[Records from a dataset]
::::::::

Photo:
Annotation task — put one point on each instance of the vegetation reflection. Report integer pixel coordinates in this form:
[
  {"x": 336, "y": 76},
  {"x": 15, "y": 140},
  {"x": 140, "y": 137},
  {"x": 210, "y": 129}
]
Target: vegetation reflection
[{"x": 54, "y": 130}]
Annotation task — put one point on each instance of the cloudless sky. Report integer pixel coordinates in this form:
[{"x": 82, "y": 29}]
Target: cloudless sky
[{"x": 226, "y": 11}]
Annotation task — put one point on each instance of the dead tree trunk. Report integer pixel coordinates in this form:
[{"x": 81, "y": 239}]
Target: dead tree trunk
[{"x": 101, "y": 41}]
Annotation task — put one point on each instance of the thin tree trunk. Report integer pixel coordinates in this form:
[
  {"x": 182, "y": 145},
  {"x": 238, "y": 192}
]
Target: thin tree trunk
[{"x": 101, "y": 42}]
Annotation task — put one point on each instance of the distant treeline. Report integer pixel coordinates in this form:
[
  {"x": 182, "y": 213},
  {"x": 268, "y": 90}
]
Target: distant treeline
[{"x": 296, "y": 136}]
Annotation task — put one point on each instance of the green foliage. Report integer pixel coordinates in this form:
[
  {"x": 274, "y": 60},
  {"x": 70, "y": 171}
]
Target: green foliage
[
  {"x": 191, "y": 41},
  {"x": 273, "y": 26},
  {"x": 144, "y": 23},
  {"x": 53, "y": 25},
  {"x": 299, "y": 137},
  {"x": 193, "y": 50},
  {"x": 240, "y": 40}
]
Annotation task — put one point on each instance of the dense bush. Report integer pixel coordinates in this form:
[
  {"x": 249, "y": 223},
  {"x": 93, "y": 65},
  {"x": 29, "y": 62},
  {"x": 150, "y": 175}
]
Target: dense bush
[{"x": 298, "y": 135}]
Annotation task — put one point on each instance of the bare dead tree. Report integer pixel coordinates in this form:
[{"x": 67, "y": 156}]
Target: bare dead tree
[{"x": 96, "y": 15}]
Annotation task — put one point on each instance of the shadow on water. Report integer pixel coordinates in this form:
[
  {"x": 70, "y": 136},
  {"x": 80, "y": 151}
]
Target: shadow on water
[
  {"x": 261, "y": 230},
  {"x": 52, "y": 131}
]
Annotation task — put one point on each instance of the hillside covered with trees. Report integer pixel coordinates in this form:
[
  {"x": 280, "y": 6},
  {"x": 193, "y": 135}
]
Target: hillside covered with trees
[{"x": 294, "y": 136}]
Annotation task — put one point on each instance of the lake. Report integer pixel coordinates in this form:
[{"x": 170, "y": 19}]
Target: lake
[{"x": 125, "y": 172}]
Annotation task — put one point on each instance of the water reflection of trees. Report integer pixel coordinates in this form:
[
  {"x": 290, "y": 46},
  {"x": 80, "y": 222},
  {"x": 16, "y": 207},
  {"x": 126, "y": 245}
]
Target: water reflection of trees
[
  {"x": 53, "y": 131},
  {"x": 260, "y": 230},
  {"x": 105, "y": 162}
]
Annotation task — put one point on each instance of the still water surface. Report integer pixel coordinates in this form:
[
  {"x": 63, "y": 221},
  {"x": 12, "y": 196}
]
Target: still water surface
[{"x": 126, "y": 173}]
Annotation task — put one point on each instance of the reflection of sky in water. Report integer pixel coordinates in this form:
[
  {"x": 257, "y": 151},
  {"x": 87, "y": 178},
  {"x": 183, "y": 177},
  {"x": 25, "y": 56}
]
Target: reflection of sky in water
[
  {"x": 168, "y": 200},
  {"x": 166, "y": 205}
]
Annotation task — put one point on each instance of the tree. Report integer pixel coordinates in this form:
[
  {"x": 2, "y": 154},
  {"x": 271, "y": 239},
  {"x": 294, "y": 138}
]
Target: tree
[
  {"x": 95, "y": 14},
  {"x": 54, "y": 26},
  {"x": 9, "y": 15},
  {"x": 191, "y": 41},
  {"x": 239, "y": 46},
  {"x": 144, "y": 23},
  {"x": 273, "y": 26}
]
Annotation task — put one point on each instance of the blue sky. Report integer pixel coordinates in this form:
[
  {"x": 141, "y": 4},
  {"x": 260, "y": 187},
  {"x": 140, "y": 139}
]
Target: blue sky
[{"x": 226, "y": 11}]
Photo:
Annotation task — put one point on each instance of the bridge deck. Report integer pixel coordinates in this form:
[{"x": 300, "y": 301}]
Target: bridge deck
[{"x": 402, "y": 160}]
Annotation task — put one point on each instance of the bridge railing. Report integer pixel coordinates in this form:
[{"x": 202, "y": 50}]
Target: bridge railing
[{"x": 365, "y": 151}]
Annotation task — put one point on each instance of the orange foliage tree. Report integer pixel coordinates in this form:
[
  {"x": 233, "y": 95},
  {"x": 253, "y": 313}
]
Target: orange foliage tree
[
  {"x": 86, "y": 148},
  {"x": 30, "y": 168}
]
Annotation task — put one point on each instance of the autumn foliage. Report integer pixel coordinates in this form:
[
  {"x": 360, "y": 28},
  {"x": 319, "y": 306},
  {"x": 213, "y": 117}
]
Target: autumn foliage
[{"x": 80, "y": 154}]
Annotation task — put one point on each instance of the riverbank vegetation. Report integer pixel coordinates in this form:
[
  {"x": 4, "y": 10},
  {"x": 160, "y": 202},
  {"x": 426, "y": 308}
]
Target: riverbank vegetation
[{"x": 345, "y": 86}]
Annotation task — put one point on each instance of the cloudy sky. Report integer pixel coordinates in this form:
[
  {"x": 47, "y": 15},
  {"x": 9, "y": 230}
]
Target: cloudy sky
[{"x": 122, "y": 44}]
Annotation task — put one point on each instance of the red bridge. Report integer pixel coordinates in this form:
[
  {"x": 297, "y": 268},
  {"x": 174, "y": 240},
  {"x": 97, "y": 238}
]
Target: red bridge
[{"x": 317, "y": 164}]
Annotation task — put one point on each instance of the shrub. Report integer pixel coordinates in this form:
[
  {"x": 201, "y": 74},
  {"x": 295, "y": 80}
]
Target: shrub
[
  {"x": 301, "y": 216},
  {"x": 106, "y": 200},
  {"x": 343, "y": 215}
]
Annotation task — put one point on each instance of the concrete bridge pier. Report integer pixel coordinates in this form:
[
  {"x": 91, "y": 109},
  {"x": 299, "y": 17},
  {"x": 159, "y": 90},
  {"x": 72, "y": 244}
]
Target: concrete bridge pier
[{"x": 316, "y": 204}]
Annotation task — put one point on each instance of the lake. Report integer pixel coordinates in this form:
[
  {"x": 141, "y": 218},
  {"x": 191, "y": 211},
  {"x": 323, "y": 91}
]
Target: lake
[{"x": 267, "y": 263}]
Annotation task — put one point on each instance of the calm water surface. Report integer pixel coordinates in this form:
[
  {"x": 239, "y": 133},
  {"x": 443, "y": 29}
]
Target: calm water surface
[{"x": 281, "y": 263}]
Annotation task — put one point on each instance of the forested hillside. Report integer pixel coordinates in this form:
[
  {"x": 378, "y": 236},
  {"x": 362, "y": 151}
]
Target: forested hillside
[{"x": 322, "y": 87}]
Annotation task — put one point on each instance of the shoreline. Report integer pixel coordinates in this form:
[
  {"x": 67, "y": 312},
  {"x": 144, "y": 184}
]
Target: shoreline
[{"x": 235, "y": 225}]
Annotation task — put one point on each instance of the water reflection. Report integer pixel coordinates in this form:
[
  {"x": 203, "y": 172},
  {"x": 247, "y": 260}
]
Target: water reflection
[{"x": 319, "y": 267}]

::::::::

# Set exercise:
Write out every one of the records above word for word, changing nothing.

# Output of the task:
Photo:
Annotation task — put one point on each instance of the vegetation reflection. Report integer pixel coordinates in this form:
[
  {"x": 336, "y": 76},
  {"x": 15, "y": 140},
  {"x": 140, "y": 137},
  {"x": 210, "y": 129}
]
Target: vegetation reflection
[{"x": 54, "y": 130}]
Annotation task — put one point on each instance of the cloudless sky. Report integer pixel coordinates in this form:
[{"x": 82, "y": 29}]
Target: cloudless sky
[{"x": 226, "y": 11}]
Annotation task — put one point on each instance of the dead tree trunk. Report integer pixel coordinates in this form:
[{"x": 81, "y": 239}]
Target: dead tree trunk
[{"x": 101, "y": 41}]
Annotation task — put one point on each instance of the thin tree trunk. Report integer pixel coordinates in this form:
[
  {"x": 182, "y": 145},
  {"x": 238, "y": 192}
]
Target: thin tree trunk
[{"x": 101, "y": 42}]
Annotation task — put one point on each instance of the distant treeline. Report integer pixel coordinates in this form:
[
  {"x": 182, "y": 213},
  {"x": 268, "y": 90}
]
Target: distant treeline
[{"x": 296, "y": 136}]
Annotation task — put one point on each instance of the green foliage. Report integer pixel coordinates in this form:
[
  {"x": 274, "y": 60},
  {"x": 70, "y": 171}
]
Target: green foliage
[
  {"x": 191, "y": 41},
  {"x": 273, "y": 26},
  {"x": 144, "y": 23},
  {"x": 53, "y": 25},
  {"x": 299, "y": 137},
  {"x": 193, "y": 50},
  {"x": 240, "y": 40}
]
Annotation task — put one point on each instance of the dense bush. Report integer pixel coordinates in this form:
[
  {"x": 249, "y": 223},
  {"x": 93, "y": 65},
  {"x": 29, "y": 62},
  {"x": 150, "y": 175}
]
Target: dense bush
[{"x": 298, "y": 135}]
Annotation task — put one point on each instance of the bare dead tree. Report integer pixel coordinates in this form:
[{"x": 67, "y": 156}]
Target: bare dead tree
[{"x": 96, "y": 15}]
Annotation task — put one point on each instance of the shadow on water. Report integer pixel coordinates in this form:
[
  {"x": 70, "y": 136},
  {"x": 80, "y": 151}
]
Target: shadow on water
[
  {"x": 261, "y": 230},
  {"x": 52, "y": 131}
]
Annotation task — put one point on each instance of the hillside covered with trees. Report integer pixel coordinates in this form:
[
  {"x": 280, "y": 6},
  {"x": 193, "y": 135}
]
Target: hillside covered with trees
[{"x": 294, "y": 136}]
Annotation task — put one point on each instance of the lake. Report integer pixel coordinates in this form:
[{"x": 170, "y": 19}]
Target: lake
[{"x": 125, "y": 172}]
Annotation task — put one point on each instance of the water reflection of trees. Report integer pixel coordinates in this form:
[
  {"x": 290, "y": 46},
  {"x": 80, "y": 222},
  {"x": 16, "y": 207},
  {"x": 126, "y": 245}
]
Target: water reflection of trees
[
  {"x": 53, "y": 131},
  {"x": 260, "y": 230},
  {"x": 105, "y": 162}
]
Annotation task — put one point on each instance of the still water surface. Report integer pixel coordinates in this form:
[
  {"x": 63, "y": 221},
  {"x": 12, "y": 196}
]
Target: still water surface
[{"x": 126, "y": 173}]
Annotation task — put one point on each instance of the reflection of sky in water. Report integer pixel coordinates in this form:
[
  {"x": 257, "y": 151},
  {"x": 87, "y": 178},
  {"x": 183, "y": 177},
  {"x": 25, "y": 56}
]
Target: reflection of sky in water
[
  {"x": 168, "y": 200},
  {"x": 166, "y": 205}
]
Annotation task — put one point on each instance of the tree. Report integer pixel coordinates in this form:
[
  {"x": 2, "y": 154},
  {"x": 271, "y": 239},
  {"x": 294, "y": 138}
]
Target: tree
[
  {"x": 95, "y": 14},
  {"x": 54, "y": 26},
  {"x": 9, "y": 15},
  {"x": 191, "y": 41},
  {"x": 239, "y": 46},
  {"x": 144, "y": 23},
  {"x": 273, "y": 26}
]
Annotation task — put one point on each instance of the blue sky. Report integer pixel coordinates in this form:
[
  {"x": 141, "y": 4},
  {"x": 260, "y": 187},
  {"x": 140, "y": 139}
]
Target: blue sky
[{"x": 226, "y": 11}]
Photo:
Annotation task — put one point on each instance of the bridge deck. Report integer pixel coordinates in this form:
[{"x": 300, "y": 301}]
Target: bridge deck
[{"x": 402, "y": 160}]
Annotation task — put one point on each instance of the bridge railing. Report integer pixel coordinates in this form:
[{"x": 202, "y": 50}]
Target: bridge railing
[{"x": 365, "y": 151}]
Annotation task — put one point on each instance of the orange foliage tree. Report integer pixel coordinates in this form:
[
  {"x": 233, "y": 95},
  {"x": 253, "y": 313}
]
Target: orange foliage tree
[
  {"x": 86, "y": 148},
  {"x": 30, "y": 168}
]
Annotation task — put one point on each instance of the autumn foliage. Report integer pixel coordinates in this form:
[
  {"x": 360, "y": 28},
  {"x": 319, "y": 306},
  {"x": 213, "y": 117}
]
Target: autumn foliage
[{"x": 80, "y": 154}]
Annotation task — put one point on each instance of the riverbank vegetation. Report integer pixel coordinates in this form:
[
  {"x": 4, "y": 10},
  {"x": 160, "y": 202},
  {"x": 426, "y": 308}
]
Target: riverbank vegetation
[{"x": 345, "y": 86}]
Annotation task — put one point on each instance of the cloudy sky. Report integer pixel coordinates in this form:
[
  {"x": 47, "y": 15},
  {"x": 9, "y": 230}
]
Target: cloudy sky
[{"x": 122, "y": 44}]
Annotation task — put one point on each instance of the red bridge. Report integer pixel coordinates in this form:
[
  {"x": 297, "y": 268},
  {"x": 174, "y": 240},
  {"x": 97, "y": 238}
]
Target: red bridge
[{"x": 317, "y": 164}]
Annotation task — put one point on each instance of the shrub. Report integer pixel coordinates in this form:
[
  {"x": 201, "y": 74},
  {"x": 295, "y": 80}
]
Target: shrub
[
  {"x": 301, "y": 216},
  {"x": 106, "y": 200},
  {"x": 343, "y": 215}
]
Annotation task — put one point on each instance of the concrete bridge pier. Report integer pixel coordinates in this form:
[
  {"x": 91, "y": 109},
  {"x": 299, "y": 17},
  {"x": 159, "y": 90},
  {"x": 72, "y": 244}
]
Target: concrete bridge pier
[{"x": 316, "y": 204}]
Annotation task — put one point on each instance of the lake. Report integer pixel coordinates in this form:
[
  {"x": 141, "y": 218},
  {"x": 191, "y": 211},
  {"x": 323, "y": 91}
]
Target: lake
[{"x": 267, "y": 263}]
Annotation task — put one point on each instance of the calm water surface. Report integer pixel coordinates in this form:
[
  {"x": 239, "y": 133},
  {"x": 443, "y": 29}
]
Target: calm water surface
[{"x": 281, "y": 263}]
Annotation task — put one point on each instance of the forested hillside. Report integer pixel coordinates in this form:
[
  {"x": 378, "y": 236},
  {"x": 362, "y": 151}
]
Target: forested hillside
[{"x": 322, "y": 87}]
Annotation task — put one point on each instance of the shoreline. Report integer pixel coordinates in this form:
[
  {"x": 67, "y": 312},
  {"x": 144, "y": 184}
]
Target: shoreline
[{"x": 235, "y": 225}]
Annotation task — put one point on each instance of the water reflection. Report integer pixel coordinates in this form:
[
  {"x": 203, "y": 172},
  {"x": 247, "y": 260}
]
Target: water reflection
[{"x": 319, "y": 267}]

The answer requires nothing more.